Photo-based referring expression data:
_ _ _ _ _

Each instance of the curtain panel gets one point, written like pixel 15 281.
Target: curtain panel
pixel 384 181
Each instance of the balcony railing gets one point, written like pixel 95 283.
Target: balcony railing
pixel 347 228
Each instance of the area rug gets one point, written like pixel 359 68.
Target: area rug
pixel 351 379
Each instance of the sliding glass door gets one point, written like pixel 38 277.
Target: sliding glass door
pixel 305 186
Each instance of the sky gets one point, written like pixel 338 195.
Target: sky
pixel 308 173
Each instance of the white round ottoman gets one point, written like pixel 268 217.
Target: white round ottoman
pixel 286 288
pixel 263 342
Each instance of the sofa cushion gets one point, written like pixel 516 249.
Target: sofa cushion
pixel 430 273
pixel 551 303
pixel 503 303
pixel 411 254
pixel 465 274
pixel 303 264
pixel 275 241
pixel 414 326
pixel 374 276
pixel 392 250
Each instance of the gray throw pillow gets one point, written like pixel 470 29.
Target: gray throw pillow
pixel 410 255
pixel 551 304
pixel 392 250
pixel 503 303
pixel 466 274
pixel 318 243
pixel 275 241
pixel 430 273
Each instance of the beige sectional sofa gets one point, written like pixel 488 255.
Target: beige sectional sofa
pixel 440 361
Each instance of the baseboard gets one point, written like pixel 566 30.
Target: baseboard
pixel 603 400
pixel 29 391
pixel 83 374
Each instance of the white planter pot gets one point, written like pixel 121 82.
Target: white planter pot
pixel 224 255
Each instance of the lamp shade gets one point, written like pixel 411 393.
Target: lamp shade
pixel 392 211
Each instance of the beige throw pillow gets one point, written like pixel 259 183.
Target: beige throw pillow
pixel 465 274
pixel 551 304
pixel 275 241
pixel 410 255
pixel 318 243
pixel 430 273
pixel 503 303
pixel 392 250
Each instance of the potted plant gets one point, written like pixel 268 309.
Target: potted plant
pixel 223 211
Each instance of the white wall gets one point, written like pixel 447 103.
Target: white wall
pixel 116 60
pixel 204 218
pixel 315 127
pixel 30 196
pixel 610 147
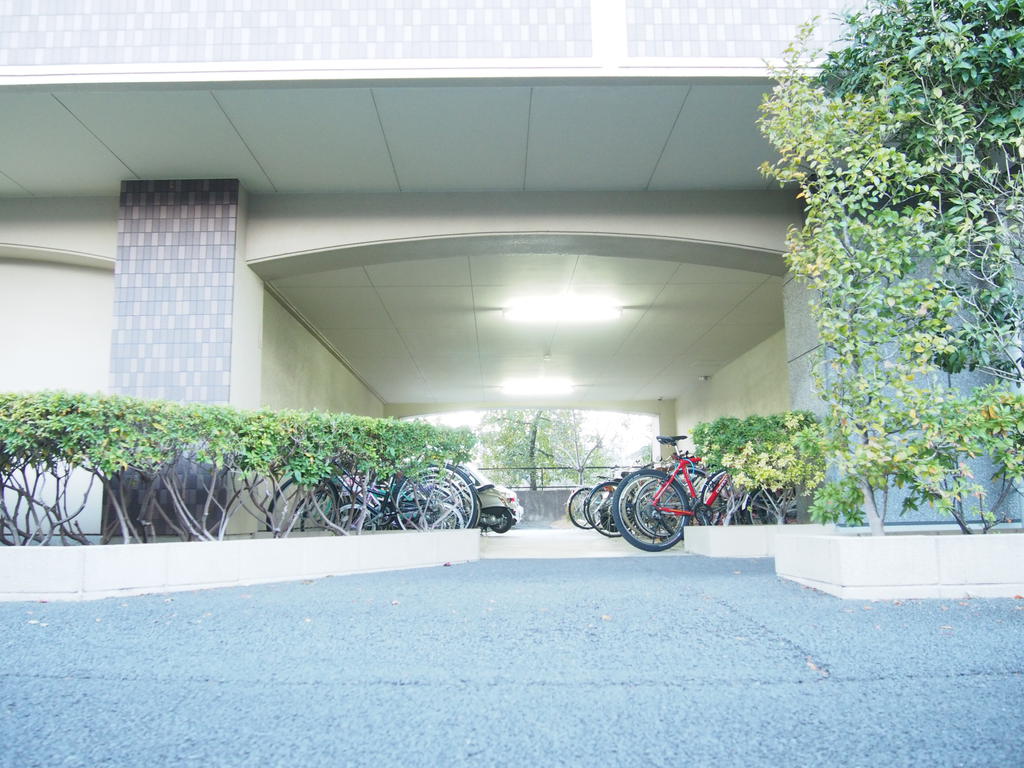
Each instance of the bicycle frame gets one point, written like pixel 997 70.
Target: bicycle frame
pixel 684 462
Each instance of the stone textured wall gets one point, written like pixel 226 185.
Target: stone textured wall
pixel 47 33
pixel 752 29
pixel 173 290
pixel 107 32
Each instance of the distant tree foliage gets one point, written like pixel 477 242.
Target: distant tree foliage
pixel 521 440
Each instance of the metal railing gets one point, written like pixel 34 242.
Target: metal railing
pixel 553 477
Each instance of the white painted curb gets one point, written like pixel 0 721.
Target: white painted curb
pixel 905 566
pixel 94 571
pixel 742 541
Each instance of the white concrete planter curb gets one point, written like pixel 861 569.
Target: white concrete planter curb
pixel 904 566
pixel 742 541
pixel 95 571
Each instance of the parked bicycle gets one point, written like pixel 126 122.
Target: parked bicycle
pixel 651 507
pixel 349 503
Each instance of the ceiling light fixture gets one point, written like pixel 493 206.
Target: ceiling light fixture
pixel 563 308
pixel 541 385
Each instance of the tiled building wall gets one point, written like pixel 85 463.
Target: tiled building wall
pixel 173 290
pixel 114 32
pixel 753 29
pixel 109 32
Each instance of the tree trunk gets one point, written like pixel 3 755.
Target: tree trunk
pixel 532 450
pixel 875 521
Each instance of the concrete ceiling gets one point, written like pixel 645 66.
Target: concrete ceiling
pixel 389 138
pixel 433 331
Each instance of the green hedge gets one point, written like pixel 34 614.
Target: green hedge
pixel 186 469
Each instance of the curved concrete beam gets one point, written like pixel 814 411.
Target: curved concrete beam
pixel 82 231
pixel 10 251
pixel 293 235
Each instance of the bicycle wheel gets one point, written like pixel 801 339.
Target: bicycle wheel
pixel 574 508
pixel 439 498
pixel 639 521
pixel 597 508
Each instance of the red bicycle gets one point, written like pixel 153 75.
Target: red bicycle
pixel 650 507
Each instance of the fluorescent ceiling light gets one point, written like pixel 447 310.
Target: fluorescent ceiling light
pixel 542 385
pixel 563 308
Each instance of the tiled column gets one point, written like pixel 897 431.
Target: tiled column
pixel 174 290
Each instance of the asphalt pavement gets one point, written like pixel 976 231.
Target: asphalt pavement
pixel 629 660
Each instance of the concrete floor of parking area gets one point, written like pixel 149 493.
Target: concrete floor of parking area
pixel 572 662
pixel 558 540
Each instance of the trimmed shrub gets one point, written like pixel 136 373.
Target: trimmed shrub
pixel 186 469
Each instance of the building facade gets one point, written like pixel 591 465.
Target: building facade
pixel 331 205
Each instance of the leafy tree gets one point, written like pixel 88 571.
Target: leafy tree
pixel 954 70
pixel 907 151
pixel 781 454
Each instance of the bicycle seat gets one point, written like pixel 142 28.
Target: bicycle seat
pixel 670 439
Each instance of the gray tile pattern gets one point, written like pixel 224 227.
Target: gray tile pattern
pixel 113 32
pixel 726 29
pixel 173 290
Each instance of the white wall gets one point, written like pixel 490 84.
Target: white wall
pixel 56 321
pixel 298 372
pixel 757 382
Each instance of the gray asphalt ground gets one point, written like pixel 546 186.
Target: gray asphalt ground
pixel 634 662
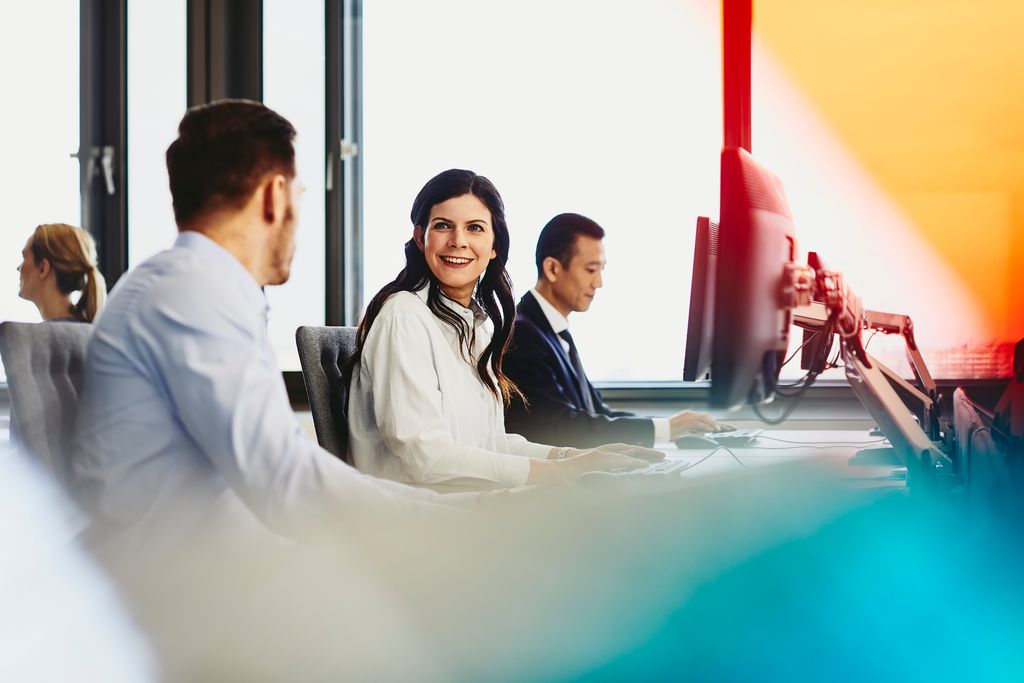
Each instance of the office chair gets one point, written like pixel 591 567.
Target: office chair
pixel 322 352
pixel 44 363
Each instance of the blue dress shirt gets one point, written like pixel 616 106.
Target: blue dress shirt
pixel 184 416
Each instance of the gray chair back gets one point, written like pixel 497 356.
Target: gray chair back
pixel 44 364
pixel 322 353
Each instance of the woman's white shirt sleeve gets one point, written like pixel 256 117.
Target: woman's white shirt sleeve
pixel 404 364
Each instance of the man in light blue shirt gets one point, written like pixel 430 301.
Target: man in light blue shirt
pixel 184 419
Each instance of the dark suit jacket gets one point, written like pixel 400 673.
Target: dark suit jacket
pixel 555 415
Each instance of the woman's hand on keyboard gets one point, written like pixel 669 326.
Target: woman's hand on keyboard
pixel 648 455
pixel 580 462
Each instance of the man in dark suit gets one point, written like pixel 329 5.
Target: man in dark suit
pixel 562 407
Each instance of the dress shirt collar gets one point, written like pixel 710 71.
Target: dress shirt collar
pixel 226 264
pixel 557 322
pixel 473 315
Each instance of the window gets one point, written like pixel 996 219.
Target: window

_ _ _ _ _

> To do: Please write out all of the data verbatim, with no pictures in the copy.

> Response to the task:
Each instance of the curtain panel gets one point, written like pixel 15 281.
Target: curtain panel
pixel 384 181
Each instance of the balcony railing gets one point, written like pixel 95 283.
Target: balcony railing
pixel 347 228
Each instance of the area rug gets one point, written like pixel 359 68.
Target: area rug
pixel 351 379
Each instance of the sliding glass door gets one point, written like pixel 38 277.
Target: sliding glass door
pixel 305 186
Each instance of the sky gets one point, written like pixel 338 195.
Target: sky
pixel 308 173
Each instance of the white round ottoman gets one point, written like pixel 268 217.
Target: white round ottoman
pixel 286 288
pixel 263 342
Each instance of the sofa cushion gets one point, written like pixel 516 249.
Target: sofa cushion
pixel 430 273
pixel 551 303
pixel 503 303
pixel 411 254
pixel 465 274
pixel 303 264
pixel 275 241
pixel 414 326
pixel 374 276
pixel 392 250
Each instance of the gray throw pillow gets one point, written like pixel 470 29.
Target: gray throw pillow
pixel 410 255
pixel 551 304
pixel 392 250
pixel 503 303
pixel 466 274
pixel 318 243
pixel 275 241
pixel 430 273
Each instance of the beige sectional sofa gets one point, written like pixel 488 255.
Target: beige sectional sofa
pixel 440 361
Each instance of the baseboard gets one point, written like pixel 566 30.
Target: baseboard
pixel 603 400
pixel 29 391
pixel 83 374
Each instance of the white planter pot gets one point, written like pixel 121 82.
Target: white planter pot
pixel 224 255
Each instance of the lamp shade gets one point, written like pixel 411 393.
Target: lamp shade
pixel 392 211
Each instance of the beige throw pillow gets one point, written like pixel 259 183.
Target: beige throw pillow
pixel 465 274
pixel 551 304
pixel 275 241
pixel 410 255
pixel 318 243
pixel 430 273
pixel 503 303
pixel 392 250
Each instance of the potted plant gets one point, written like pixel 268 309.
Target: potted plant
pixel 223 211
Each instance of the white wall gets one point, written like pixel 447 103.
Target: white wall
pixel 116 60
pixel 204 218
pixel 315 127
pixel 30 196
pixel 610 147
Each instance of the bicycle frame gets one point, written like pixel 997 70.
Target: bicycle frame
pixel 684 462
Each instance of the stone textured wall gets one point, written like pixel 226 185.
Target: stone textured wall
pixel 47 33
pixel 752 29
pixel 173 290
pixel 107 32
Each instance of the distant tree foliage gets one point, written like pixel 477 242.
Target: distant tree foliage
pixel 521 440
Each instance of the metal railing gets one point, written like pixel 34 242.
Target: metal railing
pixel 553 477
Each instance of the white painted curb gets one point, written like pixel 0 721.
Target: white painted curb
pixel 905 566
pixel 94 571
pixel 742 541
Each instance of the white concrete planter curb gets one point, written like pixel 861 569.
Target: white concrete planter curb
pixel 904 566
pixel 742 541
pixel 95 571
Each instance of the parked bicycle gets one point, written like pixel 126 122.
Target: parked bicycle
pixel 651 507
pixel 349 503
Each instance of the ceiling light fixture gets one point, written like pixel 493 206.
Target: ceiling light fixture
pixel 563 308
pixel 541 385
Each instance of the tiled building wall gets one point, written like pixel 85 463.
Target: tiled building wall
pixel 173 290
pixel 114 32
pixel 753 29
pixel 109 32
Each instance of the tree trunk gets one point, written like pixel 3 755.
Target: tree trunk
pixel 532 450
pixel 875 521
Each instance of the concrete ceiling gets one point, written like pixel 645 66.
Target: concrete ceiling
pixel 389 138
pixel 433 331
Each instance of the green hedge gets one point, written like pixel 34 614.
Target: green hedge
pixel 186 469
Each instance of the curved concrete beam gets one point, written like pixel 814 411.
Target: curved concrete beam
pixel 82 231
pixel 10 251
pixel 293 235
Each instance of the bicycle wheel gets one point, written like pixel 801 339.
Target: bicycle wheel
pixel 574 508
pixel 439 498
pixel 639 521
pixel 597 508
Each instance of the red bicycle gets one point, written like pixel 153 75.
Target: red bicycle
pixel 650 507
Each instance of the fluorescent ceiling light gets one point, written like pixel 447 310.
Target: fluorescent ceiling light
pixel 542 385
pixel 563 308
Each instance of the tiled column gets one point, written like pixel 897 431.
Target: tiled column
pixel 174 290
Each instance of the asphalt pavement gets one point, written like pixel 976 231.
Target: asphalt pavement
pixel 629 660
Each instance of the concrete floor of parking area gets one point, written like pixel 149 493.
Target: concrete floor of parking area
pixel 572 662
pixel 558 540
Each instance of the trimmed shrub gets one point, written like pixel 136 373.
Target: trimmed shrub
pixel 186 469
Each instance of the building facade gets one point, written like pixel 591 465.
Target: building facade
pixel 331 205
Each instance of the leafy tree gets one point, written like pixel 88 571.
Target: leafy tree
pixel 954 70
pixel 907 151
pixel 781 454
Each instance of the bicycle seat gets one point, written like pixel 142 28.
Target: bicycle seat
pixel 670 439
Each instance of the gray tile pattern gets one point, written like pixel 224 227.
Target: gray tile pattern
pixel 113 32
pixel 726 29
pixel 173 290
Each instance of the white wall gets one point, written like pixel 490 84.
Target: white wall
pixel 56 321
pixel 298 372
pixel 757 382
Each instance of the gray asphalt ground gets one point, written like pixel 546 186.
Target: gray asphalt ground
pixel 634 662
Each instance of the office chair gets one point, written like pixel 591 567.
Target: office chair
pixel 322 352
pixel 44 363
Each instance of the blue dress shirt gets one point, written like pixel 616 106.
Target: blue dress shirt
pixel 184 416
Each instance of the gray chair back gets one point, written like pixel 497 356.
Target: gray chair back
pixel 44 364
pixel 322 353
Each instance of the woman's white shirt sleeve gets one point, written like pixel 256 117.
Target: woman's white shirt sleeve
pixel 404 364
Each instance of the man in light blue shirt gets one point, written like pixel 430 301.
Target: man in light blue shirt
pixel 184 419
Each instance of the dark suit jacket gets one point, written like pixel 400 673.
Target: dark suit jacket
pixel 555 415
Each instance of the woman's hand on keyboard gets one point, written like pixel 669 326.
Target: woman's hand on keyboard
pixel 648 455
pixel 580 462
Each instance of the man in dark suit gets one point, written like pixel 329 5.
Target: man in dark suit
pixel 562 407
Each instance of the dress shirt collar gets one point, written like pixel 710 71.
Target: dress shirt collar
pixel 226 264
pixel 557 322
pixel 473 315
Each instance of the window gets one point, written like pixel 996 219.
Target: window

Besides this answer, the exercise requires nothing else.